◆ PROVIDED PASSAGE:
My next two stops were patients with central lines receiving home antibiotic therapy. The first, a 67-year-old retired attorney who lives in the famous Lower Garden District in a stunning antebellum home, is getting Vancomycin daily, and Flagyl three times a day via Mediballs. The other is a 72-year-old man who lives in a poor area of the Irish Channel, only a few blocks but a "million miles" from the attorney. He too, is getting Vancomycin daily and Ceftin BID; however, he is getting his meds via open tubing and drip count. (Remember drip count? Neither did I!) I called the infusion company to ask why he wasn't at least getting his meds with a Dial-a-Flow, and her answer was that "this is all the insurance would cover." Guess what insurances? The first man has Medicare with Blue Cross secondary; the second man has the same HMO as the first patient of the day.

 

Both of those patients required lab tests. I drew the blood, filled out the paperwork, drove to the lab (quite a distance away), paid to park, went into the lab, and filled out the paperwork, all for no money. Zero. This is a real pet peeve of mine: if I want to do volunteer work, it should be for my church or the Girl Scouts; not for a for-profit home healthcare agency.

 

While on my way to my next patient, I noted that traffic along Claiborne Avenue had come to a complete standstill in both directions-as far as the eye could see. I got out of my car, joined the crowd, and started dancing. It was a funeral "second line," a New Orleans tradition that is unlike anything in the world. It must have been someone important because there were three brass bands! The Mardi Gras season, which takes place every year for 11 days and ends the Tuesday before Ash Wednesday, is another time when crowds gather in New Orleans for parades and merriment. It is virtually impossible to make visits to patients in the French Quarter during this time, so patients have to stay with family or friends outside the French Quarter if they are going to need visits.

 

After a 30-minute delay, I was back on the road. My next two stops also involved two people with similar stories. One was a 58-year-old schoolteacher who had had a total knee replacement, 3 days prior, and had just returned home; the other was a 63-year-old day laborer who was 8 days out from a total left hip replacement. I performed the admission on the schoolteacher, telling her that she would get nursing visits three times a week for 2 weeks for incisional care and pain management, and physical therapy three times a week for 4 weeks, then transfer to outpatient therapy for another month. I then made my last of three allowed visits to the day laborer. I told him that he would be discharged after his fourth therapy visit, and that he would need to continue therapy at home on his own. Insurance? The teacher has state teachers' health insurance, the day laborer has Medicaid.

◆ REQUIRED WORK:
a - Extract the portion of the home health nursing account from "My next two stops were" to "of the day.".
b - State the insurance that the home health nursing account gives for the 63-year-old day laborer.
Rely only on the home health nursing account for these.

◆ PROVIDED INFORMATION:
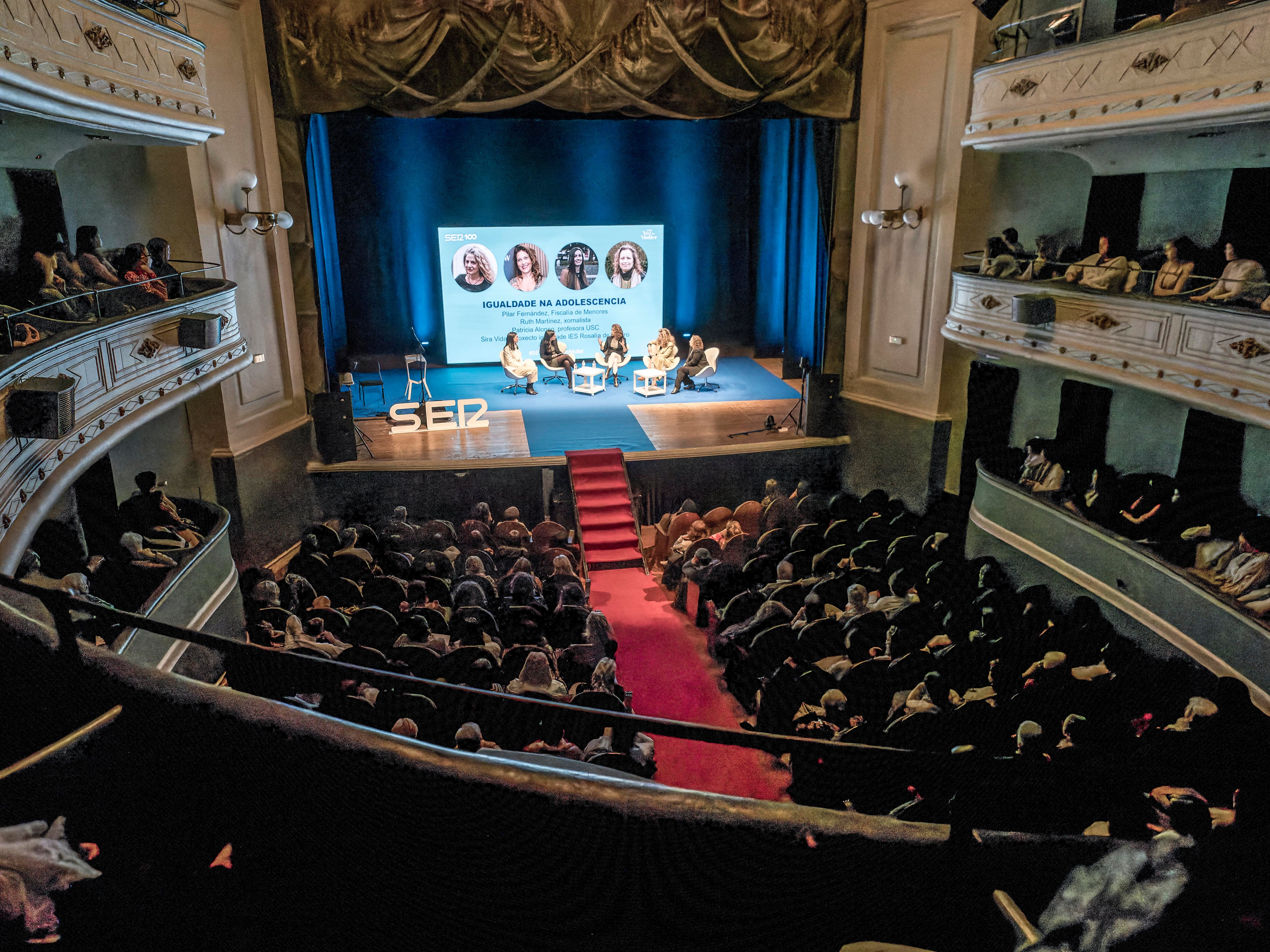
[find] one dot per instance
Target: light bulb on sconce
(261, 223)
(895, 218)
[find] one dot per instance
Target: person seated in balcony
(152, 513)
(1001, 256)
(51, 289)
(1175, 272)
(135, 267)
(1243, 281)
(161, 262)
(88, 256)
(1102, 271)
(1041, 474)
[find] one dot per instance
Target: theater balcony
(1216, 358)
(126, 371)
(1170, 83)
(1043, 544)
(201, 593)
(117, 68)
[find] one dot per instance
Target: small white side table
(653, 383)
(590, 374)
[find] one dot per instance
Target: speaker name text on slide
(575, 280)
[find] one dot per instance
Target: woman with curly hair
(478, 271)
(628, 271)
(529, 273)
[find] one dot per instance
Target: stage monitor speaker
(200, 332)
(822, 404)
(1033, 309)
(41, 408)
(333, 427)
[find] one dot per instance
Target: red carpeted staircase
(604, 502)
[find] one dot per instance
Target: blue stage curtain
(793, 254)
(322, 212)
(738, 201)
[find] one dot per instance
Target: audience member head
(605, 677)
(135, 256)
(87, 240)
(522, 589)
(469, 593)
(469, 738)
(572, 596)
(161, 252)
(1027, 733)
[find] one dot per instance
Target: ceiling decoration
(675, 59)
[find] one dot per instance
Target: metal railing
(1025, 261)
(262, 664)
(157, 12)
(40, 311)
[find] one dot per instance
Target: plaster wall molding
(1211, 72)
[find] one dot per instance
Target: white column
(916, 86)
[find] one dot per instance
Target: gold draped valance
(676, 59)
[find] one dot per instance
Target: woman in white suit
(517, 365)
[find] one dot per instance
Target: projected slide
(578, 280)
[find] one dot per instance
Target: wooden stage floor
(674, 430)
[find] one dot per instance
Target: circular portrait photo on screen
(474, 268)
(627, 265)
(526, 267)
(577, 266)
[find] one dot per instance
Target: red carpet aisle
(662, 658)
(604, 508)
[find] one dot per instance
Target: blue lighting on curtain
(322, 212)
(717, 187)
(792, 245)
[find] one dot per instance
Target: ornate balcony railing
(1212, 357)
(128, 371)
(102, 65)
(1206, 73)
(1144, 588)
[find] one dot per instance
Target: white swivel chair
(422, 383)
(602, 362)
(712, 367)
(552, 375)
(517, 383)
(670, 370)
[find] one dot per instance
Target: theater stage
(525, 430)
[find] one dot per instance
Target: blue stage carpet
(559, 421)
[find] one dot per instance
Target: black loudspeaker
(200, 332)
(1033, 309)
(333, 427)
(41, 408)
(823, 391)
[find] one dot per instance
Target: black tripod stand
(796, 413)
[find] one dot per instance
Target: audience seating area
(856, 621)
(495, 606)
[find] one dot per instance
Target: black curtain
(990, 398)
(1248, 210)
(1081, 440)
(1212, 456)
(1114, 210)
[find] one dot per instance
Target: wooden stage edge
(519, 461)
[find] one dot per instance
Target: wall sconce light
(895, 218)
(260, 223)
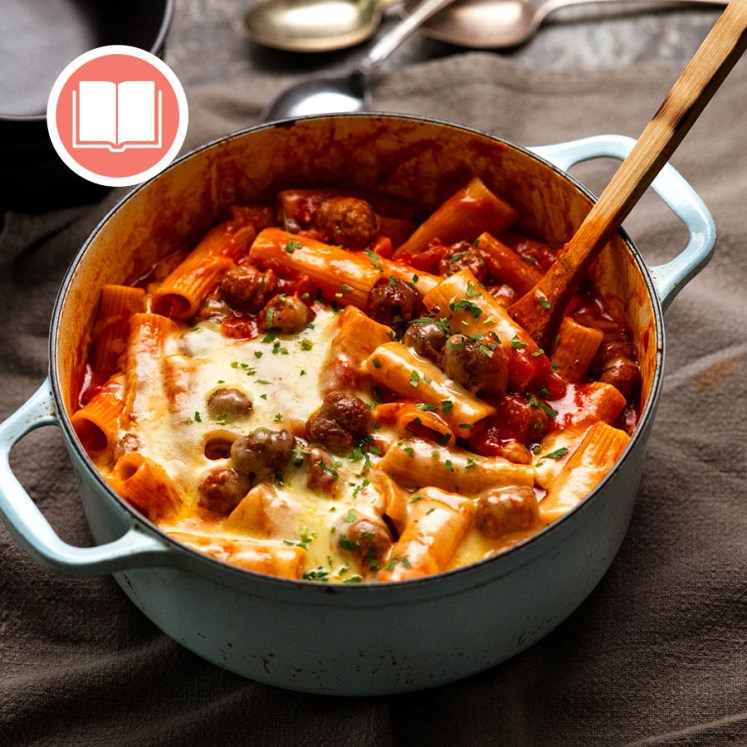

◆ PER-TASK OUTPUTS:
a -
My next two stops were patients with central lines receiving home antibiotic therapy. The first, a 67-year-old retired attorney who lives in the famous Lower Garden District in a stunning antebellum home, is getting Vancomycin daily, and Flagyl three times a day via Mediballs. The other is a 72-year-old man who lives in a poor area of the Irish Channel, only a few blocks but a "million miles" from the attorney. He too, is getting Vancomycin daily and Ceftin BID; however, he is getting his meds via open tubing and drip count. (Remember drip count? Neither did I!) I called the infusion company to ask why he wasn't at least getting his meds with a Dial-a-Flow, and her answer was that "this is all the insurance would cover." Guess what insurances? The first man has Medicare with Blue Cross secondary; the second man has the same HMO as the first patient of the day.

b - Medicaid